### Instructions for the task
Could you retype every record below exactly as it appears?

[Data extracted from a collection]
*** Begin section ***
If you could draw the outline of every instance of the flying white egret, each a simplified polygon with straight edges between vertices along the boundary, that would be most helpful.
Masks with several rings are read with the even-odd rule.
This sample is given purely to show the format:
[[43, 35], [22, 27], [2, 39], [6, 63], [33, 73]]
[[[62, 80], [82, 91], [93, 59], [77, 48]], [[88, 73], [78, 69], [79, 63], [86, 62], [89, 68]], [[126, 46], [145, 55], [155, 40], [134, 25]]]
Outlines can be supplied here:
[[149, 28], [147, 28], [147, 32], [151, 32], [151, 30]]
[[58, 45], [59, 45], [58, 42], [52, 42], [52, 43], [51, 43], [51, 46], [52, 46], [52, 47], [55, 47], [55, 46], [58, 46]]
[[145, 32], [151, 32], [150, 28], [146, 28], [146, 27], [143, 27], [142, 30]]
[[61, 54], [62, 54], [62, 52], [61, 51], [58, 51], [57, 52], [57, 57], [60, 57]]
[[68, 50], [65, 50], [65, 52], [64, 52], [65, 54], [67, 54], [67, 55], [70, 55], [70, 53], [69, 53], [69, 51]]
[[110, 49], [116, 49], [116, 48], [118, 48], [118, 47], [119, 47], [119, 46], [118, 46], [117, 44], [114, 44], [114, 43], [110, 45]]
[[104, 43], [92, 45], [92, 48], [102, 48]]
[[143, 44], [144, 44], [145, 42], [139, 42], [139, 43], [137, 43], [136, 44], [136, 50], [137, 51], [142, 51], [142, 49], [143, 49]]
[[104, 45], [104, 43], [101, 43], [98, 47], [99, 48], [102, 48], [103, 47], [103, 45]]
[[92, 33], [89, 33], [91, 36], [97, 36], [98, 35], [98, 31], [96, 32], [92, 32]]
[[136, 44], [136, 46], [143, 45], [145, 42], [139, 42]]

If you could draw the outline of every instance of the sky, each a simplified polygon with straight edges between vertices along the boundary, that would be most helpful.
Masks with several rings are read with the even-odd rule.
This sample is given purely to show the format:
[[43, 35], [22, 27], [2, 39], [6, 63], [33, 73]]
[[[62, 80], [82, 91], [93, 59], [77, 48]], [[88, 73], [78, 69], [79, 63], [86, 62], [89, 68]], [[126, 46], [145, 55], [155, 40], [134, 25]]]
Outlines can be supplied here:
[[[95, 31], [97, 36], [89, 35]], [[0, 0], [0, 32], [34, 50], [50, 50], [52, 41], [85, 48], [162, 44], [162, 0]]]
*** End section ***
### Solution to this task
If you could draw the outline of every instance of the flying white egret, each a simplified polygon with straight edges between vertices along the boundary, that would be most helpful.
Masks with several rings are read with the even-odd rule.
This sample is given purely to show the format:
[[43, 35], [22, 27], [2, 39], [6, 63], [33, 73]]
[[[62, 80], [82, 91], [93, 59], [77, 48]], [[88, 73], [78, 69], [79, 63], [86, 62], [89, 68]], [[126, 46], [145, 55], [155, 40], [134, 25]]]
Outlines can be supplied here:
[[149, 28], [147, 28], [147, 32], [151, 32], [151, 30]]
[[58, 45], [59, 45], [58, 42], [52, 42], [52, 43], [51, 43], [51, 46], [52, 46], [52, 47], [55, 47], [55, 46], [58, 46]]
[[145, 32], [151, 32], [150, 28], [146, 28], [146, 27], [143, 27], [142, 30]]
[[61, 54], [62, 54], [62, 52], [61, 51], [58, 51], [57, 52], [57, 57], [60, 57]]
[[68, 50], [65, 50], [65, 52], [64, 52], [65, 54], [67, 54], [67, 55], [70, 55], [70, 53], [69, 53], [69, 51]]
[[110, 49], [116, 49], [116, 48], [118, 48], [118, 47], [119, 47], [119, 46], [118, 46], [117, 44], [114, 44], [114, 43], [110, 45]]
[[104, 43], [92, 45], [92, 48], [102, 48]]
[[143, 44], [144, 44], [145, 42], [139, 42], [139, 43], [137, 43], [136, 44], [136, 50], [137, 51], [142, 51], [142, 49], [143, 49]]
[[104, 45], [104, 43], [101, 43], [98, 47], [99, 48], [102, 48], [103, 47], [103, 45]]
[[92, 33], [89, 33], [91, 36], [97, 36], [98, 35], [98, 31], [96, 32], [92, 32]]
[[136, 44], [136, 46], [143, 45], [145, 42], [139, 42]]

If you could draw the outline of every instance of the sky, each a simplified polygon with straight edges between vertices along the boundary, that would be most helpful.
Masks with several rings are read with the even-odd rule.
This sample is given purely to show the format:
[[43, 35], [22, 27], [2, 39], [6, 63], [33, 73]]
[[[62, 80], [82, 91], [93, 59], [77, 48]], [[88, 73], [78, 69], [79, 63], [86, 62], [89, 68]], [[126, 46], [145, 55], [155, 40], [134, 25]]]
Outlines can be supplied here:
[[[95, 31], [97, 36], [89, 35]], [[0, 0], [0, 32], [34, 50], [50, 50], [52, 41], [85, 48], [162, 44], [162, 0]]]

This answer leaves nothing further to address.